*** Opening of Information given ***
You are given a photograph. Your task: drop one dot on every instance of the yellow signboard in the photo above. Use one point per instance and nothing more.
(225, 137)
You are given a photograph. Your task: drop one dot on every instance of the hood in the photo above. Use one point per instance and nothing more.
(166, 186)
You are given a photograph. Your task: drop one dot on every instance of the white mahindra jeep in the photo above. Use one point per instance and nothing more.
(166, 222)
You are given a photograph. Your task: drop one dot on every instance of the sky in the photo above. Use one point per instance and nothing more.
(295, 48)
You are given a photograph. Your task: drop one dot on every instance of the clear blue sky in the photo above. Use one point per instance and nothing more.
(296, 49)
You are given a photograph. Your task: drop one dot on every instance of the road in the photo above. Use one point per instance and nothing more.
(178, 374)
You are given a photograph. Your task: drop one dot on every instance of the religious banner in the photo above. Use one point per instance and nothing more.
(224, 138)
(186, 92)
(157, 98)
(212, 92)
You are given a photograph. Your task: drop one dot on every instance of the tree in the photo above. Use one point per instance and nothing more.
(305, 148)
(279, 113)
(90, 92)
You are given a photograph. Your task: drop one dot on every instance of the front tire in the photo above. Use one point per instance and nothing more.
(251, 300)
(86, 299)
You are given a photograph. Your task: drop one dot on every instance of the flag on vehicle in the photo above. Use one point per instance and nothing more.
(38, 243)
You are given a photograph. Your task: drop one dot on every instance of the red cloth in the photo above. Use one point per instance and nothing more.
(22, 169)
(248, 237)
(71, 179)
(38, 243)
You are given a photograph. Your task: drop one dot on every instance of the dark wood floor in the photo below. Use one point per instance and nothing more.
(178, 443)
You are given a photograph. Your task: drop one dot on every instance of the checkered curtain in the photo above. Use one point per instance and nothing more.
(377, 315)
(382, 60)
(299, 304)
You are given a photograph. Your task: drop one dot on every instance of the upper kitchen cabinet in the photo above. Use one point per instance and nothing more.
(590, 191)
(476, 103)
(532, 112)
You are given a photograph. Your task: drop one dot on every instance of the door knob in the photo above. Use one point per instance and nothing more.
*** Close of Information given ***
Your assignment = Reproduce each entry above. Every word must match.

Problem solution =
You are given a photograph. Your task: drop one dot on every instance of the yellow signboard in the photo above. Use one point per instance and nothing more.
(225, 137)
You are given a photograph. Your task: drop one dot on every instance of the hood in the photo above. Use one point per instance and nothing more.
(166, 186)
You are given a photograph. Your task: drop one dot on every instance of the white mahindra jeep in the photo above. Use one point per instance and nothing more.
(166, 222)
You are given a photograph. Your task: drop one dot on every instance of the sky in the photo above. Use one point per instance and nothing more.
(295, 48)
You are given a photograph. Your task: drop one dot on every instance of the clear blue sky in the photo above. Use one point per instance and nothing more.
(296, 49)
You are given a photograph. Your task: drop one dot on every instance of the road in the photo above. Use one point per instance and nothing more.
(178, 374)
You are given a photograph. Your task: drop one dot on every instance of the religious banner in the photo above. Use one point per instance and nothing more.
(224, 138)
(186, 92)
(157, 98)
(212, 92)
You are given a photograph. Your task: drop one dot on every instance of the tree in the photo above. Use one point per instance and nothing more.
(305, 148)
(279, 113)
(90, 92)
You are given a photograph. Your task: drop one dot on every instance of the front tire in the photo above. Use one point per instance and nothing more.
(251, 300)
(86, 299)
You are given a photograph. Your task: drop one dot on every instance of the flag on vehicle in the photo above. Use one point per instance and nothing more.
(38, 243)
You are given a photograph. Your task: drop one dot on every instance of the red cloth in the photo above. Use one point per instance and nothing more.
(22, 169)
(248, 237)
(71, 179)
(38, 243)
You are given a photograph. Your task: drop one dot on every instance of the dark wood floor in the photo below. Use one point per instance and nothing more.
(178, 443)
You are given a photograph. Your task: drop one dot on every instance of the checkered curtain in the photo above. Use one point per instance and nothing more.
(377, 315)
(382, 60)
(299, 304)
You are given a photograph. Your task: drop one dot on every instance of the upper kitchen cabinet in the photo above. Use one point per instance and nothing more.
(590, 191)
(476, 103)
(532, 112)
You are given a photograph. Your task: drop one dot on every instance of the door knob in the photo above. Use one point per instance and nothing more.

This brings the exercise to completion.